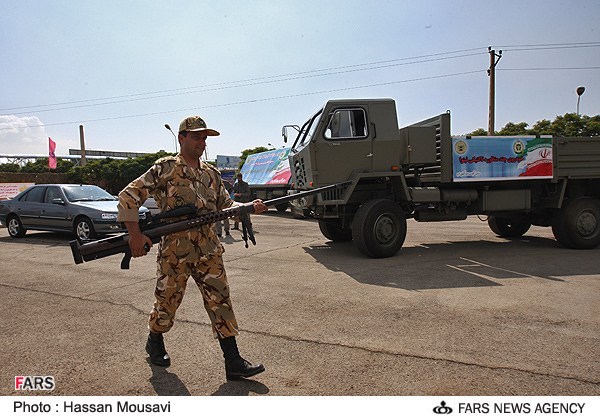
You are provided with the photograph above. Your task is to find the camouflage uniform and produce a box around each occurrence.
[118,155,238,339]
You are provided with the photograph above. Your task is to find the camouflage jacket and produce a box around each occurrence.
[117,155,234,262]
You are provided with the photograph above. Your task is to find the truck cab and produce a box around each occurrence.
[289,98,600,257]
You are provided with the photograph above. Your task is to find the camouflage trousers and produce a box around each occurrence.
[148,254,239,339]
◇ ◇ ◇ ◇
▸ TASK TO CARRY OUT
Return the listing above verbatim, line for line, leaving out any pictures.

▸ SOLUTION TO THIS TASK
You are provided with the photograph above. Your task is to find the camouflage uniform and produce a box around each occurrence.
[118,155,238,339]
You are provided with the photograph above. Your task is to find the camouflage jacket and produce a box around each occurrence.
[117,155,234,262]
You are provided with the photograph above. Your task is to find the truck cab and produce a box around each occurrence.
[289,98,600,257]
You are provided with the photograph above. Your task is to find the camouflage trousers and produce a box around each occurrence.
[148,254,239,339]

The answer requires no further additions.